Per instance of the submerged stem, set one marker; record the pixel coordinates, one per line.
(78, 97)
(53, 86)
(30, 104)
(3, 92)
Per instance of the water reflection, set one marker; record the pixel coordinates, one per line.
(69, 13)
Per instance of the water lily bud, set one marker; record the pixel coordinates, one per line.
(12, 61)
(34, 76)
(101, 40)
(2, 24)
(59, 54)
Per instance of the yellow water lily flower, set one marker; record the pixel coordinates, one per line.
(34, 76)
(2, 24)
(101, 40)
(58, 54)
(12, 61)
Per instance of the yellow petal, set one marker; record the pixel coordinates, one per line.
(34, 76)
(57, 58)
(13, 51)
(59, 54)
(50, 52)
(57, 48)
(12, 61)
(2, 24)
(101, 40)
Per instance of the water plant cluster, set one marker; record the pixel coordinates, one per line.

────

→ Goal of the exercise
All lines from the one with "Per instance of the yellow petal, set" through the end of the data must be repeated exactly, and nothing else may be repeated.

→ Finished exercise
Per instance of the yellow petal, set one marker; record the pixel coordinates, one per line.
(34, 76)
(57, 58)
(13, 51)
(59, 54)
(50, 52)
(57, 48)
(12, 61)
(2, 24)
(101, 40)
Per instance of the water plant cluster, set one marker; record the pixel coordinates, one per line.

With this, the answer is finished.